Document section »
+-------+
Allocating additional members of a dynamic array in c++

Question

I am trying to find out if I can allocate additional memory for additional members for a dynamic array in C++. The code below is stripped down to just essential stuff for simplicity's sake.

What I am basically trying to do is read elements into arr in someClass from a file, but I want to make it so the file does not have to specify how many elements it contains (this is essential for the full project I am working on). I obviously thought of the solution of allocating a new array with a size+1, and then copying all the current elements into it and reading a new element, but I find that this would be a brutal waste of processing time and memory if it is possible to simply allocate the next memory address and use it for my array. Is there a way to do that in C++?

To summarize, I want to read an element, allocate a new memory address for my array, and then read another element into that newly allocated memory address. Repeat until the file ends.

I won't bore you with the reasons, but using a simple std::vector is not an option.
+-------+
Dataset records
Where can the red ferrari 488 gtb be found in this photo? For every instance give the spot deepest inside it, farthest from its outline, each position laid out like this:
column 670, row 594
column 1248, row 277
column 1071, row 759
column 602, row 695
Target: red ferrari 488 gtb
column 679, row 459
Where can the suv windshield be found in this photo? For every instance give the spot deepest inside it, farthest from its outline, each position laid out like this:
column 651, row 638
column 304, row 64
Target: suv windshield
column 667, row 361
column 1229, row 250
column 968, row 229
+-------+
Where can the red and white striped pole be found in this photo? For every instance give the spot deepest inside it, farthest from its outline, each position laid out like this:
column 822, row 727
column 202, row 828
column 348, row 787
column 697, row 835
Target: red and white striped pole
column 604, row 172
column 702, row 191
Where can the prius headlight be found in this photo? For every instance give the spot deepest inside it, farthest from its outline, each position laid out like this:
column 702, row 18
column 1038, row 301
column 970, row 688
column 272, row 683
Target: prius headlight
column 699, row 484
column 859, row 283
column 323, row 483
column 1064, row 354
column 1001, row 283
+-------+
Task set »
1 – Using the dynamic array question above the listing, decide whether each statement agrees with it, answering yes or no and quoting the deciding words. (a) The file being read must state how many elements it contains. (b) The author considers copying everything into a new array of size+1 wasteful. (c) Using std::vector is an acceptable approach for the author.
2 – Please output the part of the dynamic array question between "What I am basically" and "not an option.", inclusive.
3 – Continue the dynamic array question from where it stops.

Answers for the tasks »
1 –
(a) No: "I want to make it so the file does not have to specify how many elements it contains"
(b) Yes: "this would be a brutal waste of processing time and memory"
(c) No: "using a simple std::vector is not an option"

2 –
What I am basically trying to do is read elements into arr in someClass from a file, but I want to make it so the file does not have to specify how many elements it contains (this is essential for the full project I am working on). I obviously thought of the solution of allocating a new array with a size+1, and then copying all the current elements into it and reading a new element, but I find that this would be a brutal waste of processing time and memory if it is possible to simply allocate the next memory address and use it for my array. Is there a way to do that in C++?

To summarize, I want to read an element, allocate a new memory address for my array, and then read another element into that newly allocated memory address. Repeat until the file ends.

I won't bore you with the reasons, but using a simple std::vector is not an option.

3 –
Here is the code:

class someClass {
public:
    int *arr;
    void Read(ifstream&,int&);
};

void someClass::Read(ifstream &inFile, int &size) {
    arr = new int[0];
    inFile.open("input.txt");

    int index = 0;
    int element;
    while (!inFile.eof()) {
        inFile >> element;
        *(arr + index) = element;
        index ++;
    }

    size = index;
    inFile.close();
}

int main() {

    int size;
    someClass a;
    ifstream inFile;

    a.Read(inFile,size);
    //obviously unnecessary, just for testing
    for(int i = 0; i < size; i ++) {
        cout << a.arr[i] << " ";
    }
    cout << endl;
}

Answer 1

I just liked the question and did some experiments myself, using MSVC14 compiler (optimizations disabled).
C++11/14 has the following sequence containers (intentionally excluded dynarry introduced in C++14):

1. No dynamic resizing (up to the programmer to allocate and deallocate)
   • Raw array (e.g. int char[])
   • Array (e.g. new array<int, size>(){...})
2. With Dynamic resizing
   • Vector (consecutive memory allocation)
   • list (linked-list like array)
   • forward_list (similar to list)
   • deque (double ended queue)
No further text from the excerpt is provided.